### [EXERCISE DATA]
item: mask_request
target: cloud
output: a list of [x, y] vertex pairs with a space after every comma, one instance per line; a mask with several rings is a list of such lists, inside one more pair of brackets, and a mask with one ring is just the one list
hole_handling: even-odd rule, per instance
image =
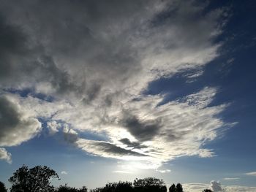
[[132, 172], [126, 172], [126, 171], [113, 171], [113, 173], [120, 173], [120, 174], [132, 174]]
[[213, 191], [222, 191], [222, 184], [218, 181], [211, 181], [210, 187]]
[[240, 178], [238, 178], [238, 177], [225, 177], [225, 178], [223, 178], [223, 180], [240, 180]]
[[170, 169], [164, 169], [164, 170], [157, 169], [157, 171], [159, 172], [160, 172], [160, 173], [167, 173], [167, 172], [170, 172]]
[[250, 175], [250, 176], [256, 176], [256, 172], [248, 172], [245, 173], [246, 175]]
[[103, 157], [125, 159], [127, 156], [145, 156], [144, 154], [127, 150], [106, 142], [79, 139], [76, 142], [78, 147]]
[[23, 110], [18, 101], [10, 96], [0, 96], [0, 146], [15, 146], [35, 137], [41, 123]]
[[47, 122], [47, 127], [49, 128], [50, 135], [53, 135], [59, 132], [59, 128], [61, 127], [61, 124], [55, 120], [51, 120]]
[[[208, 184], [205, 183], [184, 183], [182, 184], [183, 188], [186, 192], [198, 192], [203, 191], [203, 190], [206, 188], [210, 188], [210, 185]], [[248, 187], [248, 186], [239, 186], [239, 185], [226, 185], [222, 186], [222, 191], [225, 191], [225, 192], [254, 192], [256, 190], [255, 187]]]
[[61, 174], [67, 174], [67, 172], [65, 172], [65, 171], [62, 171], [62, 172], [61, 172]]
[[[218, 116], [227, 104], [209, 107], [217, 88], [165, 103], [165, 95], [143, 93], [152, 81], [181, 71], [195, 78], [218, 56], [214, 39], [225, 10], [205, 8], [187, 1], [1, 4], [0, 28], [7, 32], [0, 38], [10, 41], [0, 47], [7, 72], [0, 77], [7, 95], [0, 100], [0, 146], [33, 138], [40, 118], [50, 134], [62, 130], [89, 154], [141, 161], [142, 167], [214, 155], [205, 145], [231, 125]], [[84, 139], [86, 133], [104, 139]]]
[[9, 164], [12, 164], [12, 155], [8, 153], [6, 149], [0, 147], [0, 159], [6, 161]]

### [WHAT IS REQUIRED]
Convert the data from the line with "174], [132, 174]]" to the line with "180], [240, 180]]" into a JSON list of strings, one string per line, leaving out any blank lines.

### [RIGHT ANSWER]
[
  "[[132, 172], [126, 172], [126, 171], [113, 171], [113, 173], [120, 173], [120, 174], [132, 174]]",
  "[[213, 191], [222, 191], [222, 184], [218, 181], [211, 181], [210, 187]]",
  "[[240, 178], [238, 178], [238, 177], [225, 177], [225, 178], [223, 178], [223, 180], [240, 180]]"
]